**Passage shown:**
::::

Inflation and Disinflation. “Core inflation in the U.S. is expected to remain steady at about 1.5%, well below the Federal Reserve’s 2% target. Meanwhile, the global backdrop is disinflationary. In 2015, we expect Japan to focus on ending deflation, while Europe faces a major threat of outright deflation, which if it occurs, could trigger another debt crisis.”

Headwinds for Commodities. “We see downside risks to energy prices on the back of OPEC’s decision to allow the market to ‘stabilize itself.’ This could result in lower oil prices but also higher price volatility. Our Brent crude oil forecast is reduced for an average of $77 per barrel, and our WTI forecast is reduced to $72 per barrel in 2015. The combination of a strong U.S. dollar, higher interest rates and relatively subdued growth should keep other commodity prices in check in 2015.”

Related, the bank expects the U.S. energy boom to moderate. “Total U.S. energy production continues to be driven by substantial shale production; however, most shale oil projects generate very little free cash flow, which means that output is highly price-sensitive. The steep price drop will impact operations of small, levered shale producers. Thus we see U.S. shale oil output growth dropping down to half of this year’s levels.”

::::

**Stated problem:**
Extend the passage on the 2015 economic outlook, picking up after its closing sentence about U.S. shale oil output growth. None of the material is needed for this.

**Listed records:**

::::

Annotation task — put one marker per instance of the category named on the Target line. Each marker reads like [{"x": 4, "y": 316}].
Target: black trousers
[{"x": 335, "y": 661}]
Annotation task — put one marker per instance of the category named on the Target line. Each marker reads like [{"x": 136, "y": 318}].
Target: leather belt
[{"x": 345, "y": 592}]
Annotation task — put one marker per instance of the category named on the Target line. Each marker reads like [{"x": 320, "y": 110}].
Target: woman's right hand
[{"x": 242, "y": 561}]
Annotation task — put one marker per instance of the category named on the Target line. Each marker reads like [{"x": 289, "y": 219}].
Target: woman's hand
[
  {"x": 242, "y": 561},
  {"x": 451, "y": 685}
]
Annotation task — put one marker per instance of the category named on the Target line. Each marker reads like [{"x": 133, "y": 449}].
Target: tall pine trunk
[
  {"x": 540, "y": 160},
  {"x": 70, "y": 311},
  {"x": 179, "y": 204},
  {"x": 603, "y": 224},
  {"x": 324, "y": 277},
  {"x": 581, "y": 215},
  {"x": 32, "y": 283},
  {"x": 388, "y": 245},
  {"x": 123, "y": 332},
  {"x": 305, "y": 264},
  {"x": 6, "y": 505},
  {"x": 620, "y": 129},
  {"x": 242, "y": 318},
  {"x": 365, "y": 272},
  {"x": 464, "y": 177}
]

::::

**Answer to the problem:**
Credit Market Pressures. “We expect next year to bring an end to an unprecedented five-year reach for yield trade as investment-grade credit spreads widen to 140 basis points with total returns close to zero. A paradigm shift in U.S. high-yield outlook should occur in 2015 with returns in the low single-digit range, as investors demand a higher premium for liquidity. Defaults should rise moderately to about 2.0-2.5%. Investment-grade and high-yield issuance is expected to decline by 10-15% next year on less refinancing activity.”

Despite all of the above factors, BofA Merrill Lynch still predicts that the Standard and Poor’s 500 (currently at 2053) will rise to 2200. “While we believe the era of excess returns and excessively low volatility is in the past, the secular bull market in stocks should continue. Expected gains in the year ahead imply a price return of approximately 6%, in line with an anticipated modest deceleration in earnings growth,” the bank’s research team said.